(Provided data begins)

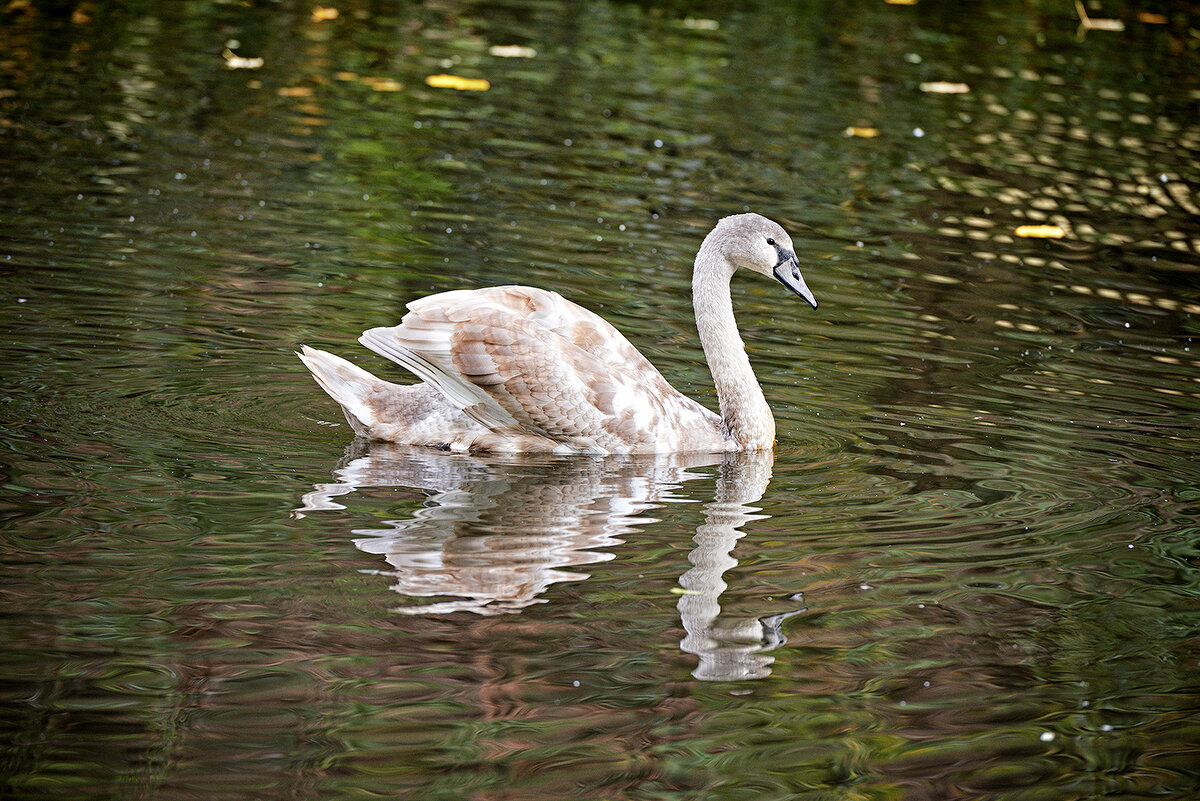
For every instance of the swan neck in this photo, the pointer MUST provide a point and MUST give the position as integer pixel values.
(744, 410)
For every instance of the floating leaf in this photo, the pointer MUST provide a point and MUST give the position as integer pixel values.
(1041, 232)
(863, 133)
(459, 82)
(945, 88)
(1090, 24)
(234, 61)
(511, 52)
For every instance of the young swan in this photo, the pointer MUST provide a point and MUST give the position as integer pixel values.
(523, 371)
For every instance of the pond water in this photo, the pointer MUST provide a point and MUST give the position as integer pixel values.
(971, 568)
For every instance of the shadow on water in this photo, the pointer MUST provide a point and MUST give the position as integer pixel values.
(496, 533)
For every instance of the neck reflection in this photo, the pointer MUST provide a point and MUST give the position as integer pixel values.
(493, 534)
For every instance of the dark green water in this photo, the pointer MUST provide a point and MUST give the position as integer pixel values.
(970, 572)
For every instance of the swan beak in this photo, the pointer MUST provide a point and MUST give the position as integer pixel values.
(789, 273)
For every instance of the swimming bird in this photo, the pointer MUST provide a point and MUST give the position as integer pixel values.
(520, 369)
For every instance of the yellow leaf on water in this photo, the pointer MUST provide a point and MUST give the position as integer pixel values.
(511, 52)
(234, 61)
(863, 133)
(945, 88)
(459, 82)
(1041, 232)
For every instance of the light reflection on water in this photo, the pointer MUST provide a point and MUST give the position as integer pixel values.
(970, 571)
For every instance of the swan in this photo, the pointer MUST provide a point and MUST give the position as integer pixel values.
(519, 369)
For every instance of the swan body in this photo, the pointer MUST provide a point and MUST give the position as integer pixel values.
(521, 369)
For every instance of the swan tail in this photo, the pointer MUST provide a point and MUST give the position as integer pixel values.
(352, 386)
(436, 368)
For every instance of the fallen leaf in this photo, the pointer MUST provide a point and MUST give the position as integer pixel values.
(1087, 23)
(945, 88)
(511, 52)
(459, 83)
(1041, 232)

(Provided data ends)

» **What is being asked**
All of the data must be repeated exactly, except for the pictures.

» **Written response**
For every instance of the swan neck in this photo, the pointer MUST provide a point and MUST give the position as integer pixel values.
(744, 410)
For every instance of the floating leaf in this photo, the pointer MUST provide a point and MUST give the position as integer pixel values.
(1041, 232)
(863, 133)
(459, 82)
(945, 88)
(1090, 24)
(234, 61)
(511, 52)
For every instance of the young swan in this photo, the pointer MUST provide a point and MUST give the position as integer pixel values.
(523, 371)
For every instance of the pond water in this photo, the pointer MUST provide a point and MUST give the position as integer pixel values.
(971, 568)
For every instance of the shadow on water in this photo, the pointer MUST provide a point and MUST give the position as integer pixel values.
(496, 533)
For every instance of the neck reflection in this photo, the pointer MUST provide a point and MUST give the position as integer pixel values.
(493, 534)
For every instance of the dark green water in this photo, the pointer MUST provide a point and MUST give the position as integer pixel values.
(970, 572)
For every instance of the swan beak in this photo, the pointer MUST provide a point and MUST give the position as integer pixel values.
(789, 273)
For every instance of the swimming bird in this photo, the pointer MUST provide a point and MUST give the position as integer pixel values.
(520, 369)
For every instance of the yellow leaf on water in this photo, the pointer MUST provide a point and MUST give the position as integer pixel values.
(511, 52)
(234, 61)
(863, 133)
(945, 88)
(459, 82)
(1041, 232)
For every instance of the light reflection on water in this photo, the pointer MUST provide a point and MUST give the position as integer pixel values.
(970, 571)
For every instance of the swan in this photo, the pointer MUST provide a point and MUST give the position as integer pixel values.
(519, 369)
For every instance of the swan body in this photo, the pointer MUST provide a point and MUST give the position as integer pixel values.
(521, 369)
For every instance of the swan tail in this photo, the pointer MUST provide a point and MUST give the position as integer pixel values.
(352, 386)
(436, 368)
For every instance of the fallen leaf in this photo, the pointer MUST provide a point and MUST give the position as integer pixel values.
(1087, 23)
(945, 88)
(511, 52)
(459, 83)
(1041, 232)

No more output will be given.